══ Given records

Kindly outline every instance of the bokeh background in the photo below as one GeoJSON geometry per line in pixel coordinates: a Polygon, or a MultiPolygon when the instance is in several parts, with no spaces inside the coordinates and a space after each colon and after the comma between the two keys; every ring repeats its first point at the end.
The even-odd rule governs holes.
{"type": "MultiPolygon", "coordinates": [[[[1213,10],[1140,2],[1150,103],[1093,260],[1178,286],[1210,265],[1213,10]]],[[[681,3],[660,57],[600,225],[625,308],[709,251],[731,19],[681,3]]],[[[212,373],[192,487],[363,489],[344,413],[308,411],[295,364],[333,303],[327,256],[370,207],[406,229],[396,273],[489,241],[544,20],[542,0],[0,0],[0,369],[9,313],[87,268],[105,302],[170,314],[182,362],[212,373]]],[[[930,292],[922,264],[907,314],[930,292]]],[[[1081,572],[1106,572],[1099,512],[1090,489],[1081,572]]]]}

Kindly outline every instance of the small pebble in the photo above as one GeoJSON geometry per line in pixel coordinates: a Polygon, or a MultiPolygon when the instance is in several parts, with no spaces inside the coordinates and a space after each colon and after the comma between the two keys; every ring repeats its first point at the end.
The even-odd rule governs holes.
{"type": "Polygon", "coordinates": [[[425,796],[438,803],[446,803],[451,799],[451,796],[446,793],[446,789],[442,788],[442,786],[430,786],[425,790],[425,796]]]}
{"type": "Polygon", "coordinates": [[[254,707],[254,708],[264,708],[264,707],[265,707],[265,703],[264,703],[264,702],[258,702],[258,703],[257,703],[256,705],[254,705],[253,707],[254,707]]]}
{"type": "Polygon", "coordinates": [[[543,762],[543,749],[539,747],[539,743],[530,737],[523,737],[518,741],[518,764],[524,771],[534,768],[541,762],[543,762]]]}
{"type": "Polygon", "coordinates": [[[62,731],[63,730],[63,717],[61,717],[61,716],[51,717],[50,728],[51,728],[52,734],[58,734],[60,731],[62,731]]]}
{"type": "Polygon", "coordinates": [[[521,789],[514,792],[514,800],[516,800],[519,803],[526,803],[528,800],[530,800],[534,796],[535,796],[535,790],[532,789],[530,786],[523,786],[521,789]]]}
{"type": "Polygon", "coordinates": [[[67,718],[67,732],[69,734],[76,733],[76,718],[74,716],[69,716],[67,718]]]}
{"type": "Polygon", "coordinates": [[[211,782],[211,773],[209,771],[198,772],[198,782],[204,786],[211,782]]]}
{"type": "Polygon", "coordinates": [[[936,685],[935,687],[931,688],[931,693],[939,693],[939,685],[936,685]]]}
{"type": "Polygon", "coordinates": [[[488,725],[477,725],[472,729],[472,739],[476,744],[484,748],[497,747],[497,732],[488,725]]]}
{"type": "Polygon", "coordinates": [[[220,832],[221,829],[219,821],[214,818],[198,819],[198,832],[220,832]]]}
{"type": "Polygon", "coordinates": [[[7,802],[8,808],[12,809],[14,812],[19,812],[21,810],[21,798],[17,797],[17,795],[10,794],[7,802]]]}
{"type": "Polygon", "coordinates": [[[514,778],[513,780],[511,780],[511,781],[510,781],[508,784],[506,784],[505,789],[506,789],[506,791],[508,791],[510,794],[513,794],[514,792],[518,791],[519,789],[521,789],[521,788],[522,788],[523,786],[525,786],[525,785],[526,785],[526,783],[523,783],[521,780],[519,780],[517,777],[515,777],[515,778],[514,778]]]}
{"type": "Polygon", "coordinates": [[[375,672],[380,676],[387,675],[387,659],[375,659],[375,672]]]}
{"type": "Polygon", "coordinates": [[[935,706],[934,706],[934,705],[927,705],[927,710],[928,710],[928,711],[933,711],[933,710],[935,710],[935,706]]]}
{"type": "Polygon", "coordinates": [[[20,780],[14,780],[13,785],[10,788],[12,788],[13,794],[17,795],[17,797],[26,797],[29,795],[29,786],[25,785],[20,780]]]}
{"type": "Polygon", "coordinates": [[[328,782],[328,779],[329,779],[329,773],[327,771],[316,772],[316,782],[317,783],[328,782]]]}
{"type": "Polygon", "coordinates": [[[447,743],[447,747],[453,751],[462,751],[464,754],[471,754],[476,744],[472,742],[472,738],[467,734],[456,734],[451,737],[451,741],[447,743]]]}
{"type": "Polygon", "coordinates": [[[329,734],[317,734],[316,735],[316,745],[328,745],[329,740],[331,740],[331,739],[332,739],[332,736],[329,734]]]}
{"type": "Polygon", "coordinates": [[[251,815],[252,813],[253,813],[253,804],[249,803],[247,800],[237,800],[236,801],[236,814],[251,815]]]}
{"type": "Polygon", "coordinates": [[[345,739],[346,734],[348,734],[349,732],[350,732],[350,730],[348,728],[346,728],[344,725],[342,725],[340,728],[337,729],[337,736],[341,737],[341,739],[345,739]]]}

════

Work to complete
The entire listing above should be returned exactly as written.

Solution
Kindly outline every instance of the bokeh background in the photo below as one GeoJSON geometry per line in pixel coordinates: a Polygon, or a MultiPolygon when the instance is in several parts, with no spaces inside the coordinates and a space after each colon and after the comma between the two keys; every ring repeats its first point at the end.
The even-odd rule governs holes.
{"type": "MultiPolygon", "coordinates": [[[[1213,10],[1140,2],[1150,103],[1093,260],[1178,286],[1210,265],[1213,10]]],[[[681,3],[660,57],[600,225],[625,308],[709,251],[731,19],[681,3]]],[[[212,373],[192,487],[363,489],[344,413],[308,411],[295,364],[333,303],[327,256],[370,207],[406,229],[396,273],[489,241],[544,20],[542,0],[0,0],[0,369],[9,313],[87,268],[105,302],[170,314],[182,362],[212,373]]],[[[930,292],[922,264],[907,314],[930,292]]],[[[1081,572],[1106,572],[1099,512],[1090,489],[1081,572]]]]}

Kindly outline every instance of the small pebble in the photo above as one GeoJSON geometry per line in pixel coordinates: a Polygon, or a MultiPolygon when the instance is in several parts, with no spaces inside the coordinates and a space after each colon and after the comma between the two keys; every ring repeats its first point at the end.
The even-odd rule governs holes.
{"type": "Polygon", "coordinates": [[[425,796],[438,803],[446,803],[451,799],[451,796],[446,793],[446,789],[442,788],[442,786],[430,786],[425,790],[425,796]]]}
{"type": "Polygon", "coordinates": [[[254,707],[254,708],[264,708],[264,707],[265,707],[265,703],[264,703],[264,702],[258,702],[258,703],[257,703],[256,705],[254,705],[253,707],[254,707]]]}
{"type": "Polygon", "coordinates": [[[543,762],[543,749],[539,747],[539,743],[530,737],[523,737],[518,741],[518,764],[524,771],[534,768],[541,762],[543,762]]]}
{"type": "Polygon", "coordinates": [[[62,731],[63,730],[63,717],[61,717],[61,716],[51,717],[50,728],[51,728],[52,734],[58,734],[60,731],[62,731]]]}
{"type": "Polygon", "coordinates": [[[521,789],[514,792],[514,800],[516,800],[519,803],[526,803],[528,800],[530,800],[534,796],[535,796],[535,790],[532,789],[530,786],[523,786],[521,789]]]}
{"type": "Polygon", "coordinates": [[[67,718],[67,732],[69,734],[76,733],[76,718],[74,716],[69,716],[67,718]]]}
{"type": "Polygon", "coordinates": [[[211,782],[211,773],[209,771],[198,772],[198,782],[204,786],[211,782]]]}
{"type": "Polygon", "coordinates": [[[936,685],[935,687],[931,688],[931,693],[939,693],[939,685],[936,685]]]}
{"type": "Polygon", "coordinates": [[[488,725],[477,725],[472,729],[472,739],[476,744],[484,748],[497,747],[497,732],[488,725]]]}
{"type": "Polygon", "coordinates": [[[220,832],[221,829],[219,821],[214,818],[198,819],[198,832],[220,832]]]}
{"type": "Polygon", "coordinates": [[[7,802],[8,808],[12,809],[14,812],[19,812],[21,810],[21,798],[17,797],[17,795],[10,794],[7,802]]]}
{"type": "Polygon", "coordinates": [[[514,778],[513,780],[511,780],[511,781],[510,781],[508,784],[506,784],[505,789],[506,789],[506,791],[508,791],[510,794],[513,794],[514,792],[518,791],[519,789],[521,789],[521,788],[522,788],[523,786],[525,786],[525,785],[526,785],[526,783],[523,783],[521,780],[519,780],[517,777],[515,777],[515,778],[514,778]]]}
{"type": "Polygon", "coordinates": [[[375,672],[380,676],[387,675],[387,659],[375,659],[375,672]]]}
{"type": "Polygon", "coordinates": [[[935,706],[934,706],[934,705],[927,705],[927,710],[928,710],[928,711],[933,711],[933,710],[935,710],[935,706]]]}
{"type": "Polygon", "coordinates": [[[20,780],[14,780],[13,785],[10,788],[12,788],[13,794],[17,795],[17,797],[26,797],[29,795],[29,786],[25,785],[20,780]]]}
{"type": "Polygon", "coordinates": [[[328,782],[328,779],[329,779],[329,773],[327,771],[316,772],[316,782],[317,783],[328,782]]]}
{"type": "Polygon", "coordinates": [[[447,743],[447,747],[453,751],[462,751],[464,754],[471,754],[476,744],[472,742],[472,738],[467,734],[456,734],[451,737],[451,741],[447,743]]]}
{"type": "Polygon", "coordinates": [[[329,734],[317,734],[316,735],[316,745],[328,745],[329,740],[331,740],[331,739],[332,739],[332,736],[329,734]]]}
{"type": "Polygon", "coordinates": [[[251,815],[252,813],[253,813],[253,804],[249,803],[247,800],[237,800],[236,801],[236,814],[251,815]]]}
{"type": "Polygon", "coordinates": [[[345,739],[346,734],[348,734],[349,732],[350,732],[350,730],[348,728],[346,728],[344,725],[342,725],[340,728],[337,729],[337,736],[341,737],[341,739],[345,739]]]}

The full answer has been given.